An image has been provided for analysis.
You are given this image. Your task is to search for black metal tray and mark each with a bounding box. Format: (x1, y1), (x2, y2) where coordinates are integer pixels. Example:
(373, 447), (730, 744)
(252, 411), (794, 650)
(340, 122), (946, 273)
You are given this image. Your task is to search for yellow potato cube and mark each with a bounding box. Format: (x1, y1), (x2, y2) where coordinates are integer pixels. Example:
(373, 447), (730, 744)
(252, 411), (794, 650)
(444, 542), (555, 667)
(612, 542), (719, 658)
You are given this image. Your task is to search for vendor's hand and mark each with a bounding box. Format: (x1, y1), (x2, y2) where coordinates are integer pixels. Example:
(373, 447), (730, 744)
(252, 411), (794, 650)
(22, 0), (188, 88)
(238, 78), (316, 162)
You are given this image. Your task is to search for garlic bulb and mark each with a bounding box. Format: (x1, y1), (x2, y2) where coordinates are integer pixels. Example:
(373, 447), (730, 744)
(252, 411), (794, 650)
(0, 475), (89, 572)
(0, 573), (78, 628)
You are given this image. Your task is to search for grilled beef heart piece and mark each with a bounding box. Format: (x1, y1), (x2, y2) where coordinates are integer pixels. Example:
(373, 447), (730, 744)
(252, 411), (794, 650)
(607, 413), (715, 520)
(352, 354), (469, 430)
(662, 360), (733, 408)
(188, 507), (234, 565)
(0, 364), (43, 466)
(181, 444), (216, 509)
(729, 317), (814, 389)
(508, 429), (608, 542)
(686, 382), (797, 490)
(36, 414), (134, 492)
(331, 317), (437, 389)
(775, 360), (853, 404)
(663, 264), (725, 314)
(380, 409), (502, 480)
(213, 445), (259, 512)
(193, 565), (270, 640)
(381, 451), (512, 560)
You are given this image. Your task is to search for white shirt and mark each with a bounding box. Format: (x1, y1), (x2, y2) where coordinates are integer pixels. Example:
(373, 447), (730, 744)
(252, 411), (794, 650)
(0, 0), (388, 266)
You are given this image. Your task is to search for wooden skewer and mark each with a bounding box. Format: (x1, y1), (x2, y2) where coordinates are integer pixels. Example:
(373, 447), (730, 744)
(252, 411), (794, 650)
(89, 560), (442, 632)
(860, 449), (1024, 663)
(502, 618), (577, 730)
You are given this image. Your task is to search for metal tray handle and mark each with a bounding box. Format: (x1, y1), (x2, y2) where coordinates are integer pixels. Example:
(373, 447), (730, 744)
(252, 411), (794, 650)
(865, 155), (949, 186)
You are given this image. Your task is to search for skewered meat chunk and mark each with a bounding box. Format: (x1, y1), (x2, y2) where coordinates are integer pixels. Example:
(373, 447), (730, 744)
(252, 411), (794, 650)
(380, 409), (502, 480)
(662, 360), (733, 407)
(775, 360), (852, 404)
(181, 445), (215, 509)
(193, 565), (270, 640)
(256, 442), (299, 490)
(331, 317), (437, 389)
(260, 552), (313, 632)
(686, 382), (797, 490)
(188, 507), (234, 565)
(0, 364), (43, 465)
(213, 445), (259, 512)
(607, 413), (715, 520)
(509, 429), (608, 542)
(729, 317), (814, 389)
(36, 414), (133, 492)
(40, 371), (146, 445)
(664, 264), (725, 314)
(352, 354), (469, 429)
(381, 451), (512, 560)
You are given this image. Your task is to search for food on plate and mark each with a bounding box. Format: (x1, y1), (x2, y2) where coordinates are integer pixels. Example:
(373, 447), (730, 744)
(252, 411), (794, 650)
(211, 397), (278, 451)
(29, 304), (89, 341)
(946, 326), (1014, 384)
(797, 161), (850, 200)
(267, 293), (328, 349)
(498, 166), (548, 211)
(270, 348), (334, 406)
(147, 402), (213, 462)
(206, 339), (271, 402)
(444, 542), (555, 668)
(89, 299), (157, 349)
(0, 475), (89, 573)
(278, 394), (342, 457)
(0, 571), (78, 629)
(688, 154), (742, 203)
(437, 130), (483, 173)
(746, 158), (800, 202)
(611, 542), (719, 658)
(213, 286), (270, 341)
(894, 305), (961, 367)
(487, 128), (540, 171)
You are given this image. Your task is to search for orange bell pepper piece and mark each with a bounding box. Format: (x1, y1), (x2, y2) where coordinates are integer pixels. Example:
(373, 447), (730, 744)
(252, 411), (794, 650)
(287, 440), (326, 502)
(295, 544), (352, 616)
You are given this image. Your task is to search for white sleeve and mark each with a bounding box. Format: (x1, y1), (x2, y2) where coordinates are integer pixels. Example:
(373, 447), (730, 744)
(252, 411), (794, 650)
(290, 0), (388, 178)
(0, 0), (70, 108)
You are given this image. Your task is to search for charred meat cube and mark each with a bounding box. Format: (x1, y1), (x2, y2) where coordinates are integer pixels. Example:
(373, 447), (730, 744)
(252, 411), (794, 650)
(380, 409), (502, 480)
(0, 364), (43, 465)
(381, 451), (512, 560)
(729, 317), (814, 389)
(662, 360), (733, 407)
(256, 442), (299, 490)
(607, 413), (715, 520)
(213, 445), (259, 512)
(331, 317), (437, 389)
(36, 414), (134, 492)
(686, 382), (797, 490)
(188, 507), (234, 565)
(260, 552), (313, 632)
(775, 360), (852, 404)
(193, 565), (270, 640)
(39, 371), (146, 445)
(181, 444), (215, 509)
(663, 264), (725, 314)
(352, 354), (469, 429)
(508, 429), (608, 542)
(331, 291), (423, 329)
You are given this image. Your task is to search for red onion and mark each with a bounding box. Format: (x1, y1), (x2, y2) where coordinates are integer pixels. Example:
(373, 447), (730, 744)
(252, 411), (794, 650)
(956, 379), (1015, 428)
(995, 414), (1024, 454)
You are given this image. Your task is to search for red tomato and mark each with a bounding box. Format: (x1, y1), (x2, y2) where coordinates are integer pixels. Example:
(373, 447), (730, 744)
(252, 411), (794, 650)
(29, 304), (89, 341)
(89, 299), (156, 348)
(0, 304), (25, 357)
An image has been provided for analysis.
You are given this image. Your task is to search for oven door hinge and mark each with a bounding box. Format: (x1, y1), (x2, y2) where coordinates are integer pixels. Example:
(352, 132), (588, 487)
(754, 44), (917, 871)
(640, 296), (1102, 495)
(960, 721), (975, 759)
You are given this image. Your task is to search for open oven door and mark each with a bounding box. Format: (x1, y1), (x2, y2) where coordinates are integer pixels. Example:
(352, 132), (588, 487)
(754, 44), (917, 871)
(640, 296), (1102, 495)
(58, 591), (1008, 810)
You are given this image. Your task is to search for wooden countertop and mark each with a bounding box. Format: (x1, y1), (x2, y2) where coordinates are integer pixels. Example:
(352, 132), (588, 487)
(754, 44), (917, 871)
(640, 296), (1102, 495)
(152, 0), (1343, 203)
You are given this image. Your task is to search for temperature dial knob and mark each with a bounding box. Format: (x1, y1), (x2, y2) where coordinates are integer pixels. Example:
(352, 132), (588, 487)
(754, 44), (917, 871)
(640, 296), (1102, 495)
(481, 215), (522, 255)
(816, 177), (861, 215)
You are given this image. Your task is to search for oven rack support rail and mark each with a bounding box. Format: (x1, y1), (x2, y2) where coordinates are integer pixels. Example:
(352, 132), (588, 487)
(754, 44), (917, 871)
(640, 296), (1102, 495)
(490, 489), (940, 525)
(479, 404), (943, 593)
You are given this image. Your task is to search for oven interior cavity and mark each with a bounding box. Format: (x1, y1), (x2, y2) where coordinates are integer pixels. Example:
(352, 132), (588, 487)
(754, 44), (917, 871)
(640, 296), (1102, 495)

# À produire:
Mettez sous forme de tableau Markdown, avec les colonnes « N° » et « Ligne », les lignes des enregistrements en commençant par celle qui contient « for red tomato » et en terminant par celle qui contient « (0, 304), (25, 357) », ces deux lignes comprises. Laissez de côté les lignes vides.

# Résultat final:
| N° | Ligne |
|---|---|
| 1 | You are given this image. Your task is to search for red tomato and mark each with a bounding box. Format: (x1, y1), (x2, y2) where coordinates are integer pixels. Example: |
| 2 | (373, 447), (730, 744) |
| 3 | (252, 411), (794, 650) |
| 4 | (29, 304), (89, 341) |
| 5 | (89, 299), (156, 348) |
| 6 | (0, 304), (25, 357) |